-- Work instructions --
Recast every line of the records below as a Markdown table with two columns, "Row" for the line's number and "Line" for its text, skipping any blank lines.

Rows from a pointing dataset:
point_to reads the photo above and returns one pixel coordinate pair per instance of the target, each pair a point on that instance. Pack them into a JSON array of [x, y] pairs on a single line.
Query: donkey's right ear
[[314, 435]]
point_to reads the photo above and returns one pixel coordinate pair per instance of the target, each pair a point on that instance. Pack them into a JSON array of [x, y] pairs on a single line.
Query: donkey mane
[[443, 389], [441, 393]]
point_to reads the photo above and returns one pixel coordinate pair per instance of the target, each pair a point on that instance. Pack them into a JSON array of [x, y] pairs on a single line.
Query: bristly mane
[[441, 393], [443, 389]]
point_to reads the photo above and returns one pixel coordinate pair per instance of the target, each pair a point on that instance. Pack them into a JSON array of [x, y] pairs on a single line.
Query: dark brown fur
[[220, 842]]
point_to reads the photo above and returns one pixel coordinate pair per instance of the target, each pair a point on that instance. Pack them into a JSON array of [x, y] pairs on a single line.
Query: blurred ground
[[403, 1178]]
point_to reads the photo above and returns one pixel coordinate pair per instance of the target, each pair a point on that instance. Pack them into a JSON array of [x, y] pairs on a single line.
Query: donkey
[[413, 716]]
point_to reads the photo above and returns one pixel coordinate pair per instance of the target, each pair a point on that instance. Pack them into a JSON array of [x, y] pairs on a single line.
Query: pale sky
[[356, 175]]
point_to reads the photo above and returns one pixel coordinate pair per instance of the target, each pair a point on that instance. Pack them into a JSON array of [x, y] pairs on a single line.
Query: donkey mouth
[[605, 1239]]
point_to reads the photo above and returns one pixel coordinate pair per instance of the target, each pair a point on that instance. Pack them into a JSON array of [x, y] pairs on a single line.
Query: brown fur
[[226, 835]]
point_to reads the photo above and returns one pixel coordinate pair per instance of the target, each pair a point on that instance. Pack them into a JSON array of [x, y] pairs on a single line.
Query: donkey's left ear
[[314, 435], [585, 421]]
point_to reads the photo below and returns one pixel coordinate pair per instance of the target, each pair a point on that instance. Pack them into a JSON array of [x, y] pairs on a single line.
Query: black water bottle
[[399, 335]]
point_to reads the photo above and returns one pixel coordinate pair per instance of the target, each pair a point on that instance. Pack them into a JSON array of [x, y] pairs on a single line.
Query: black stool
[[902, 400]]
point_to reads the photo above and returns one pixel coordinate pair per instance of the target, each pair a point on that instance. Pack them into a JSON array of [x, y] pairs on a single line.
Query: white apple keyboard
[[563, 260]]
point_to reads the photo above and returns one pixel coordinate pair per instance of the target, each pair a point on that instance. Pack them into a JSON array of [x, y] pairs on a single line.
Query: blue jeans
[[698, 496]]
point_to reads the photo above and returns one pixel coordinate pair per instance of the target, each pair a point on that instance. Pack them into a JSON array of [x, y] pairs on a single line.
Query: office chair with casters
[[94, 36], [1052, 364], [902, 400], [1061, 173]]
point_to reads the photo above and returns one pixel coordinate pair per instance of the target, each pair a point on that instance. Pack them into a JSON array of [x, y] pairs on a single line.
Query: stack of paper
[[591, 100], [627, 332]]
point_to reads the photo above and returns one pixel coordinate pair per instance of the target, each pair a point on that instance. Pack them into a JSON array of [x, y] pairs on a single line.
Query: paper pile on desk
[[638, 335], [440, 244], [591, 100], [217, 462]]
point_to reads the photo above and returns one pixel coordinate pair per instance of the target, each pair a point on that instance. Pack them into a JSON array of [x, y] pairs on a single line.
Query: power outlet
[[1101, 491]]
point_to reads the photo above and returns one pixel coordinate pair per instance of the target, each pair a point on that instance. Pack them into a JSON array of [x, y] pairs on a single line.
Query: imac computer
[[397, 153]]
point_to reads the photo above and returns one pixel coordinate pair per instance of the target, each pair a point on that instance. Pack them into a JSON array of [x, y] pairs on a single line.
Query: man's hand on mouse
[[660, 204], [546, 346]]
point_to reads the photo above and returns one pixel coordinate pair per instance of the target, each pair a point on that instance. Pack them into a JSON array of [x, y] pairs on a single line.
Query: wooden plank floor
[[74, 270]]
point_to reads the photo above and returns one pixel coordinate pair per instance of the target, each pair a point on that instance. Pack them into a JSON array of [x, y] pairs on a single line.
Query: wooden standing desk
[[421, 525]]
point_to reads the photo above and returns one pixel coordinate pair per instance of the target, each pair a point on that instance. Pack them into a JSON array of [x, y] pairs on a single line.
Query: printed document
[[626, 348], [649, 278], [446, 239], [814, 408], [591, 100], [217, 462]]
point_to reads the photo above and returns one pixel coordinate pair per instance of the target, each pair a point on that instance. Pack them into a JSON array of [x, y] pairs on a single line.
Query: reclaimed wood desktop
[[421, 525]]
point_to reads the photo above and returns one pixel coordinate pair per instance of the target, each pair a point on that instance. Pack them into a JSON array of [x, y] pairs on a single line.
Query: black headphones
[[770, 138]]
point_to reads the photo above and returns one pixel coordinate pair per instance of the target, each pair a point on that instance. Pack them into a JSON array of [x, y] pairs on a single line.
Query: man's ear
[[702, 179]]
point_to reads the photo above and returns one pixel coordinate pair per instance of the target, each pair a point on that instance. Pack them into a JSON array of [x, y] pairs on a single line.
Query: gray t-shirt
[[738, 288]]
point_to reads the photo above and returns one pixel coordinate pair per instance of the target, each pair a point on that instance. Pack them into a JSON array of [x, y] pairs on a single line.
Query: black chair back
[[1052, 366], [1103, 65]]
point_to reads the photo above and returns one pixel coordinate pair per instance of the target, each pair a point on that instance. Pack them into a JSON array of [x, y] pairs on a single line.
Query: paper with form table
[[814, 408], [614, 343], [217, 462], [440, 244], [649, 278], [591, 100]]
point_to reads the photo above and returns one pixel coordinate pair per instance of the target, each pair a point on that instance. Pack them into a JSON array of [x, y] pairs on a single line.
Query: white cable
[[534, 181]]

-- Result of the task --
| Row | Line |
|---|---|
| 1 | point_to reads the photo above and returns one pixel coordinate pair per instance of the target, each pair a point on that instance. Pack them into a JSON array of [x, y] pairs on a single line. |
| 2 | Query: donkey's right ear |
| 3 | [[314, 435]] |
| 4 | point_to reads the photo above and returns one pixel coordinate pair per instance of the target, each pair a point on that instance. Pack them into a JSON array of [x, y] pairs on a single line. |
| 5 | Query: donkey mane |
| 6 | [[443, 389], [441, 393]] |
| 7 | point_to reads the photo above and returns one pixel coordinate pair per instance of the target, each pair a point on that instance. Pack them into a JSON array of [x, y] pairs on a single line. |
| 8 | Query: bristly mane |
| 9 | [[441, 393], [443, 389]] |
| 10 | point_to reads the photo above and returns one pixel coordinate pair per instance of the target, each pair a point on that instance. Pack them into a JSON array of [x, y] pairs on a single line. |
| 11 | Query: dark brown fur |
| 12 | [[220, 842]] |
| 13 | point_to reads the photo above and returns one pixel coordinate pair per instance of the target, each pair a point on that instance. Pack them into a JSON array of [x, y] pairs on a single line. |
| 14 | Query: blurred ground |
| 15 | [[403, 1178]] |
| 16 | point_to reads the photo above and returns one pixel coordinate pair per instance of the target, each pair a point on that instance. Pack them into a JSON array of [x, y] pairs on a single line. |
| 17 | Query: donkey |
| 18 | [[413, 716]] |
| 19 | point_to reads the photo above and returns one pixel coordinate pair per instance of the target, each pair a point on that instance. Pack them into a JSON array of [x, y] pairs on a single line. |
| 20 | Query: pale sky |
| 21 | [[356, 175]] |
| 22 | point_to reads the photo above and returns one pixel coordinate pair per instance of the target, each pair a point on that instance. Pack them into a JSON array of [x, y] pairs on a single line. |
| 23 | Query: donkey mouth |
| 24 | [[605, 1239]] |
| 25 | point_to reads the photo above and returns one pixel coordinate pair per instance of the target, each pair a point on that instance. Pack them into a JSON array of [x, y] pairs on a single line. |
| 26 | Query: brown fur |
| 27 | [[226, 835]] |
| 28 | point_to reads the photo above and returns one pixel coordinate pair per instance of the target, each pair a point on that instance. Pack them into a JSON array of [x, y] pairs on a single line. |
| 29 | Query: donkey's left ear |
| 30 | [[314, 435], [585, 421]] |
| 31 | point_to reads the photo below and returns one pixel coordinate pair per instance of the target, each pair a point on that instance. Pack them into a JSON array of [x, y] pairs on a single line. |
| 32 | Query: black water bottle |
| 33 | [[399, 335]] |
| 34 | point_to reads the photo above and returns one pixel coordinate pair per instance of the target, each pair a point on that instance. Pack them into a JSON array of [x, y] pairs on a single line. |
| 35 | Query: black stool |
| 36 | [[902, 400]] |
| 37 | point_to reads the photo above and returns one pixel coordinate pair per instance of the target, each pair a point on that instance. Pack them into a JSON array of [x, y] pairs on a single line. |
| 38 | Query: white apple keyboard |
| 39 | [[563, 260]] |
| 40 | point_to reads the photo above and returns one pixel coordinate pair per instance of the target, each pair a point on that instance. Pack them into a JSON array of [x, y] pairs on a single line. |
| 41 | Query: blue jeans |
| 42 | [[698, 496]] |
| 43 | point_to reads the photo above and returns one pixel coordinate pair per instance of the target, each pair a point on that instance. Pack them into a JSON array of [x, y] pairs on a single line. |
| 44 | Query: office chair with casters |
| 45 | [[94, 36], [1052, 364], [902, 400], [1061, 173]] |
| 46 | point_to reads the photo above and returns one pixel coordinate pair per instance of the target, each pair a point on that instance. Pack them into a JSON array of [x, y] pairs on a single line. |
| 47 | Query: stack of paper |
| 48 | [[591, 100], [627, 332]] |
| 49 | point_to reads the photo above and returns one pixel coordinate pair per instance of the target, each pair a point on that instance. Pack them into a JSON array of [x, y] pairs on a single line. |
| 50 | Query: paper pile on desk |
| 51 | [[638, 335], [440, 244], [591, 100], [217, 462]] |
| 52 | point_to reads the photo above and returns one pixel coordinate pair per instance of the target, each pair a point on that instance. Pack them into a JSON array of [x, y] pairs on a single line. |
| 53 | Query: power outlet |
| 54 | [[1101, 491]] |
| 55 | point_to reads the photo above and returns one pixel coordinate pair per instance of the target, each pair a point on that instance. Pack them into a JSON array of [x, y] pairs on a single line. |
| 56 | Query: imac computer |
| 57 | [[397, 153]] |
| 58 | point_to reads the photo above and returns one pixel coordinate pair per instance of the target, each pair a point on that instance. Pack them into a JSON array of [x, y] pairs on a single line. |
| 59 | Query: man's hand on mouse |
| 60 | [[660, 204], [546, 346]] |
| 61 | point_to reads the photo above and returns one pixel coordinate pair per instance of the target, each pair a point on that instance. Pack them into a JSON array of [x, y] pairs on a single line. |
| 62 | Query: wooden plank floor |
| 63 | [[74, 270]] |
| 64 | point_to reads the photo above and returns one pixel coordinate pair per instance of the target, each pair a point on that instance. Pack them into a JSON array of [x, y] pairs on a single line. |
| 65 | Query: wooden standing desk |
| 66 | [[421, 525]] |
| 67 | point_to reads the photo above and returns one pixel coordinate pair per instance of the target, each pair a point on that instance. Pack them into a JSON array of [x, y] pairs on a single line. |
| 68 | Query: printed document |
| 69 | [[626, 348], [649, 278], [446, 239], [814, 408], [591, 100], [217, 462]] |
| 70 | point_to reads the photo above and returns one pixel coordinate pair per instance of the target, each pair a point on that instance. Pack them into a JSON array of [x, y] pairs on a single line. |
| 71 | Query: reclaimed wood desktop |
| 72 | [[421, 525]] |
| 73 | point_to reads the photo above and returns one pixel coordinate pair per instance of the target, each pair a point on that instance. Pack them into a JSON array of [x, y] pairs on a single line. |
| 74 | Query: black headphones |
| 75 | [[770, 138]] |
| 76 | point_to reads the photo above and returns one pixel coordinate pair per instance of the target, each pair a point on that instance. Pack them into a JSON array of [x, y] pairs on a single line. |
| 77 | Query: man's ear |
| 78 | [[702, 179]] |
| 79 | point_to reads the photo above and returns one pixel coordinate pair per instance of the target, each pair a point on that instance. Pack them into a JSON array of [x, y] pairs on a single line. |
| 80 | Query: gray t-shirt |
| 81 | [[738, 288]] |
| 82 | point_to reads the photo above and returns one pixel coordinate pair per instance of the target, each pair a point on that instance. Pack them into a JSON array of [x, y] pairs on a single line. |
| 83 | Query: black chair back |
| 84 | [[1052, 366], [1103, 65]] |
| 85 | point_to reads the photo above and returns one pixel coordinate pair per instance of the target, each pair a point on that instance. Pack them into a JSON array of [x, y] pairs on a single line. |
| 86 | Query: paper with form table |
| 87 | [[814, 408], [614, 343], [217, 462], [440, 244], [649, 278], [591, 100]] |
| 88 | point_to reads the photo above and returns one pixel coordinate pair per instance of the target, each pair a point on that instance. Pack them into a JSON array of [x, y] pairs on a single line. |
| 89 | Query: white cable |
| 90 | [[534, 181]] |